Exercise prompt: All lines below containing "dome" are to be listed.

Given entries:

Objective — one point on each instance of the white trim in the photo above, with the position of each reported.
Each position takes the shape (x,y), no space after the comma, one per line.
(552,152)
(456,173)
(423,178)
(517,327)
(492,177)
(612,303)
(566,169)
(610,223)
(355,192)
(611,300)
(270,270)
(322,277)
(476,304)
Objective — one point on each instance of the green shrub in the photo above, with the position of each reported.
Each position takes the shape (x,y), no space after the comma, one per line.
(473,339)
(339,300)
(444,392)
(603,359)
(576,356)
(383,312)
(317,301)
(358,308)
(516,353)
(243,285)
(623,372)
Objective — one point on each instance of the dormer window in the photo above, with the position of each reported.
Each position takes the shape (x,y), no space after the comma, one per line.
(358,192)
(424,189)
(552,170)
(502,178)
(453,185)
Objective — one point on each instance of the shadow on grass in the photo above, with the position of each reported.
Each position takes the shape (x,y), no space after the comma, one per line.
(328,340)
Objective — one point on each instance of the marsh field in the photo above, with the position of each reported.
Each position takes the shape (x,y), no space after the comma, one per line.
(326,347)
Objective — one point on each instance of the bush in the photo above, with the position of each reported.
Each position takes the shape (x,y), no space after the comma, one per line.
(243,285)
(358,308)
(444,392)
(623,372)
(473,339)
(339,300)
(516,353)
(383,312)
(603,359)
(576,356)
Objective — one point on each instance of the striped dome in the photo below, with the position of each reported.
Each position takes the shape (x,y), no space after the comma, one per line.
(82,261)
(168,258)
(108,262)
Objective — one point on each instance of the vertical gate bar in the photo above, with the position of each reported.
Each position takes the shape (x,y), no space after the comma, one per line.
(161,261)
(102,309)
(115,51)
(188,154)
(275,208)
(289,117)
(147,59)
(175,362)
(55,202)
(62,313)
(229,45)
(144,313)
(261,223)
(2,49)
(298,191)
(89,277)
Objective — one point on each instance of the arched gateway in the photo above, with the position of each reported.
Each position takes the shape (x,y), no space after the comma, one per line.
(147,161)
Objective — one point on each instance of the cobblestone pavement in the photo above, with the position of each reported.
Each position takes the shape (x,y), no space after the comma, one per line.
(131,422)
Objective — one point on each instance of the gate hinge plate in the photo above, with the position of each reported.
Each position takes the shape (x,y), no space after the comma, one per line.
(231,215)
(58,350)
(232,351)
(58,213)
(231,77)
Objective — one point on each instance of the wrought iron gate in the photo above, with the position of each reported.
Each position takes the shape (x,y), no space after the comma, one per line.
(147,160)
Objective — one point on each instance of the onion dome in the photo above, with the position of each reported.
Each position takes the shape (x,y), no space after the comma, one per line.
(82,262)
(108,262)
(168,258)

Reply to the task:
Objective — one point on each instance of the striped dome in the photo below, with the position of each reported.
Objective — one point on each instance of the onion dome in the photo above, with the position of each reported.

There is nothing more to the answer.